请把下方单点故障题目中以含有“The input will”的文字开头、到“should be ignored.”为止的那一段一字不改地抄写出来。

给定文本:
::::
POJ1523解题报告 求点割集

SPF

Time Limit: 1000MS	Memory Limit: 10000K
Total Submissions: 2082	Accepted: 932

Description

Consider the two networks shown below. Assuming that data moves around these networks only between directly connected nodes on a peer-to-peer basis, a failure of a single node, 3, in the network on the left would prevent some of the still available nodes from communicating with each other. Nodes 1 and 2 could still communicate with each other as could nodes 4 and 5, but communication between any other pairs of nodes would no longer be possible.

Node 3 is therefore a Single Point of Failure (SPF) for this network. Strictly, an SPF will be defined as any node that, if unavailable, would prevent at least one pair of available nodes from being able to communicate on what was previously a fully connected network. Note that the network on the right has no such node; there is no SPF in the network. At least two machines must fail before there are any pairs of available nodes which cannot communicate.

Input

The input will contain the description of several networks. A network description will consist of pairs of integers, one pair per line, that identify connected nodes. Ordering of the pairs is irrelevant; 1 2 and 2 1 specify the same connection. All node numbers will range from 1 to 1000. A line containing a single zero ends the list of connected nodes. An empty network description flags the end of the input. Blank lines in the input file should be ignored.

Output

For each network in the input, you will output its number in the file, followed by a list of any SPF nodes that exist.

The first network in the file should be identified as "Network #1", the second as "Network #2", etc. For each SPF node, output a line, formatted as shown in the examples below, that identifies the node and the number of fully connected subnets that remain when that node fails. If the network has no SPF nodes, simply output the text "No SPF nodes" instead of a list of SPF nodes.
::::
源数据:
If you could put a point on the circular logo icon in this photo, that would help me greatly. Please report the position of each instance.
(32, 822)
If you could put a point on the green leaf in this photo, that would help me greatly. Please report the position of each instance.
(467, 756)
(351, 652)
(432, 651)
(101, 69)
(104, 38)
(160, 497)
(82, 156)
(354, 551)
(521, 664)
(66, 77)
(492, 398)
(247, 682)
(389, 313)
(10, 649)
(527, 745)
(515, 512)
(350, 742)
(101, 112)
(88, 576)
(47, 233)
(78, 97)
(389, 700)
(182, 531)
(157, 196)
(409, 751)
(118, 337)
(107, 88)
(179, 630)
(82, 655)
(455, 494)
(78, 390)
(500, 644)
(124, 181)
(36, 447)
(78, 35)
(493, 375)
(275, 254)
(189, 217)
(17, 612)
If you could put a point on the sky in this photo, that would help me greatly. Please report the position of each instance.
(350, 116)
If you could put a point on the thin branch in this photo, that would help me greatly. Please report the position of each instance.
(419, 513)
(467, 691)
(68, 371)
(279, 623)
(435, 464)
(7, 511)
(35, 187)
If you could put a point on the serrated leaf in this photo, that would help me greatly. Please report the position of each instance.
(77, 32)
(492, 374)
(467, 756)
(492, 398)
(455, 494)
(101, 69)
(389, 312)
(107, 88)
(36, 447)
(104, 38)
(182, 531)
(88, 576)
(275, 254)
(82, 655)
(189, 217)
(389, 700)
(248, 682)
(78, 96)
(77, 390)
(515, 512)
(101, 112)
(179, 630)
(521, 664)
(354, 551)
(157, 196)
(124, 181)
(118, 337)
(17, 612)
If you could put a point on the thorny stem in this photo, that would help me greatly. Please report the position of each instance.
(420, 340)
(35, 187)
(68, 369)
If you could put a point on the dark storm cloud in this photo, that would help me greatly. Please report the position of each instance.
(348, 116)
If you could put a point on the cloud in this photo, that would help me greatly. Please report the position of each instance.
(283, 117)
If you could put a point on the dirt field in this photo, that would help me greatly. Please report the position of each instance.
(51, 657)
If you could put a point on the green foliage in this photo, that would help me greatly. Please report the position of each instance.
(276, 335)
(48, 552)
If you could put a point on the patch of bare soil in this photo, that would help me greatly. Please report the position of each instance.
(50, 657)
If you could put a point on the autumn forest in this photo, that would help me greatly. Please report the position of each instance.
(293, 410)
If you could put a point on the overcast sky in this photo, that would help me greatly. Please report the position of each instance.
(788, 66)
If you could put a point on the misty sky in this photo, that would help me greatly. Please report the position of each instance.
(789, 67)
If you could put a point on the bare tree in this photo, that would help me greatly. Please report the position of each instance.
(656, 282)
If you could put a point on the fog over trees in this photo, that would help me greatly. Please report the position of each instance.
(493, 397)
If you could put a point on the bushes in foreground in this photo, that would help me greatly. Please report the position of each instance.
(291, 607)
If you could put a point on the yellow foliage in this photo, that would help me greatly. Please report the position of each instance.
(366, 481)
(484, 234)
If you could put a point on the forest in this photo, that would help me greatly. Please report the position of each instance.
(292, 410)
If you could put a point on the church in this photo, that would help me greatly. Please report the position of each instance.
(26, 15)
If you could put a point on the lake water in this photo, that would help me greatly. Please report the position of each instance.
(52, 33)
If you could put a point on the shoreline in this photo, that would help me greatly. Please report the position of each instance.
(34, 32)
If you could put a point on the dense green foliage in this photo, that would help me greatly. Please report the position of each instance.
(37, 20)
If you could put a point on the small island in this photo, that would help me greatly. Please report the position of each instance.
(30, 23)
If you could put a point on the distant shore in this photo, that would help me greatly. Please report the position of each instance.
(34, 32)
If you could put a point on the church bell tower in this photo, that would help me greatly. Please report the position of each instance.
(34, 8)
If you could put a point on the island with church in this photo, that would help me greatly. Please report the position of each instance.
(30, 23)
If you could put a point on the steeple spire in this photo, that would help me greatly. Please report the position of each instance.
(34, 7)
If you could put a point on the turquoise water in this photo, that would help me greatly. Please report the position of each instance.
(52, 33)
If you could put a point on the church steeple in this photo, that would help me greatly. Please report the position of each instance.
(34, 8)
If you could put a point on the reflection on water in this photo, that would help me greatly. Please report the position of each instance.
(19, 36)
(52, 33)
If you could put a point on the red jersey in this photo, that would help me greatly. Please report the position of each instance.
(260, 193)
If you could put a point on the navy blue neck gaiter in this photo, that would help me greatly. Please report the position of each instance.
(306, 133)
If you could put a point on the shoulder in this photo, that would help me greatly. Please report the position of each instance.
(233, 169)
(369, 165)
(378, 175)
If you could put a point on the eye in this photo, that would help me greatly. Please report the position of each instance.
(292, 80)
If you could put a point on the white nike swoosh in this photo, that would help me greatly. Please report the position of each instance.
::::
练习作答:
The input will contain the description of several networks. A network description will consist of pairs of integers, one pair per line, that identify connected nodes. Ordering of the pairs is irrelevant; 1 2 and 2 1 specify the same connection. All node numbers will range from 1 to 1000. A line containing a single zero ends the list of connected nodes. An empty network description flags the end of the input. Blank lines in the input file should be ignored.